Aim |
Answer these from the text on scuba regulators:
(a) How long is the primary hose on Adeline's HOG regs?
(b) Who services the writer's SP regs now?
(c) What were the Zeagles bought for Susie off eBay?

Clever girl. Re the car, you should at the very least have a set of belts. The right sizes can be hard to immposible to find. Besides, when you need them, you need them now, where the car is. Not somewhere in some store out there in the night you have no local knowledge of.
 
Eric, I just talked to Adeline and she said if you wanted to borrow her HOG regs to try you can. They are DIN, setup with a gauge on the left hip 24", bungee backup 24", and a 5' primary hose. We could either drop them off or pick them up Saturday at your house.

I dove them a couple of times and like them. Heavier 2nd stages than my S600's though. I do get my SP regs serviced every year. Bruce at Aquarius does them now after the LDS screwed them up, and I had to fix them (Then again I have fixed a lot of their rental regs at the dive sites). I dive enough, and get enough crap in them, it is worth tearing them down every year (Sometimes they get taken apart cleaned up and lubed mid year). Adeline's will only get serviced when needed, probably not yearly. One of the reasons I originally went with Scubapro was because parts and authorized centers are pretty much everywhere. I like my Scubapro regs and the parts program works fine for me *shrug*

The Zeagles I got for Susie off ebay were rebranded Apeks and the parts kits were readily available. Zeagle now specs their own regs and they do seem to come highly regarded.
 
Eric, I just talked to Adeline and she said if you wanted to borrow her HOG regs to try you can. They are DIN, setup with a gauge on the left hip 24", bungee backup 24", and a 5' primary hose. We could either drop them off or pick them up Saturday at your house.

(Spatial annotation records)
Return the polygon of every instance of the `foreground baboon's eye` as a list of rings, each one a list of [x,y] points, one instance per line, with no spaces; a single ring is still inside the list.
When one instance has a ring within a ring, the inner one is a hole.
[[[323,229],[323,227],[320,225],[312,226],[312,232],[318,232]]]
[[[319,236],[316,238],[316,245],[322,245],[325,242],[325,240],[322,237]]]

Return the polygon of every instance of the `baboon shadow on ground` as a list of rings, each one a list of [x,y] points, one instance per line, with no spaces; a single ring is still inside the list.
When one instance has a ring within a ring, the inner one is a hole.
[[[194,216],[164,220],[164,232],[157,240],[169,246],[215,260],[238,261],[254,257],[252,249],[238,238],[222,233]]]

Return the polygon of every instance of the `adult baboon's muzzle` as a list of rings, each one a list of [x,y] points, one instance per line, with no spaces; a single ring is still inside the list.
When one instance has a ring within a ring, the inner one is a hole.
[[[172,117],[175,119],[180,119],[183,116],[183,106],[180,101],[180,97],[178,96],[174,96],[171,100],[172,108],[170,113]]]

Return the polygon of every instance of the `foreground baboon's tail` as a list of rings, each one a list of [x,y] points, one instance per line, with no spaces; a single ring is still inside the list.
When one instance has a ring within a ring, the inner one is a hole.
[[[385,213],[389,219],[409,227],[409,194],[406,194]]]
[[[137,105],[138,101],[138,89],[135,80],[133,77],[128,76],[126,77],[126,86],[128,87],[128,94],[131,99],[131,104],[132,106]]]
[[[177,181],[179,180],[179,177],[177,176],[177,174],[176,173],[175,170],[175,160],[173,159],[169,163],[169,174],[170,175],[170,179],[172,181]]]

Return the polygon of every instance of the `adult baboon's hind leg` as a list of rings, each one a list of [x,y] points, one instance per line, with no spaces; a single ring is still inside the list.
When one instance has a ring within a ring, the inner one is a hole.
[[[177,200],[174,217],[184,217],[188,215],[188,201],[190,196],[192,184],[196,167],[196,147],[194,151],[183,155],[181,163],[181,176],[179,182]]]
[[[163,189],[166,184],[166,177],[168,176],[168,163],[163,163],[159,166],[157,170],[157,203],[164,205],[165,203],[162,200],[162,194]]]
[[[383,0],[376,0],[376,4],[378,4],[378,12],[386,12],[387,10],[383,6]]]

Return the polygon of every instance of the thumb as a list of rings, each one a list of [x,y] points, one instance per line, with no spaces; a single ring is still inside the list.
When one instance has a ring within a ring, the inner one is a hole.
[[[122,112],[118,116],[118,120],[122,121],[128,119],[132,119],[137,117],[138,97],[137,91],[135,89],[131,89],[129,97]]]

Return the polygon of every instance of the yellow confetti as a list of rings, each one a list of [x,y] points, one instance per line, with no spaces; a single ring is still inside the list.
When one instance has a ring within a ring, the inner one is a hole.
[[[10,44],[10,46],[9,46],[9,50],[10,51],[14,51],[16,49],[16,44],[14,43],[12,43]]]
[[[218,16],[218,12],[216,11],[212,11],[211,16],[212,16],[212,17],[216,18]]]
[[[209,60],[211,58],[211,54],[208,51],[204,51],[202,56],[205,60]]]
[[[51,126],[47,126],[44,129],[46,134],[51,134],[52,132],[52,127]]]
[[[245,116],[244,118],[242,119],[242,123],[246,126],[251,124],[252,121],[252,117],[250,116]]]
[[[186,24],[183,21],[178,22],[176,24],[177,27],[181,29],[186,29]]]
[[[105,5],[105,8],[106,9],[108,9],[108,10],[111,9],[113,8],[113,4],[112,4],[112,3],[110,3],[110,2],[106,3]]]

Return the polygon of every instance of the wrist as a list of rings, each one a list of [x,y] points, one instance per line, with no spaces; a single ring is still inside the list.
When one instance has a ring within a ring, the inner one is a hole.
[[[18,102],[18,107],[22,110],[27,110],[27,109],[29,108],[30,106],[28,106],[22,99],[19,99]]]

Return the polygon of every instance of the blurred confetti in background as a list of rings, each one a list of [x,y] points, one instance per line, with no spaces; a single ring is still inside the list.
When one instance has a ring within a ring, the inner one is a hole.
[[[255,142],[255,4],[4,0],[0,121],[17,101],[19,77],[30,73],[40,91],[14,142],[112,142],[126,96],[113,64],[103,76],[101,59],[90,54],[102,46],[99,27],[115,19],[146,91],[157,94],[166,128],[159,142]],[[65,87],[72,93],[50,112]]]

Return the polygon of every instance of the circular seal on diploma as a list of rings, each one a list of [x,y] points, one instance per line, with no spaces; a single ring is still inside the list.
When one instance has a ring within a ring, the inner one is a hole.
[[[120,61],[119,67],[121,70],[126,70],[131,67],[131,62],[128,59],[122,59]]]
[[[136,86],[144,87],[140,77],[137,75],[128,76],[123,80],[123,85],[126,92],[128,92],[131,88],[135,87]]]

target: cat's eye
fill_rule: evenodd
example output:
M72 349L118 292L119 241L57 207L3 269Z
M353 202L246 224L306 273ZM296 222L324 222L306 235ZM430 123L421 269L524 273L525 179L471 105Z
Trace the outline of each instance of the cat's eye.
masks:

Response for this exercise |
(a) 5'
(b) Bruce at Aquarius
(c) Rebranded Apeks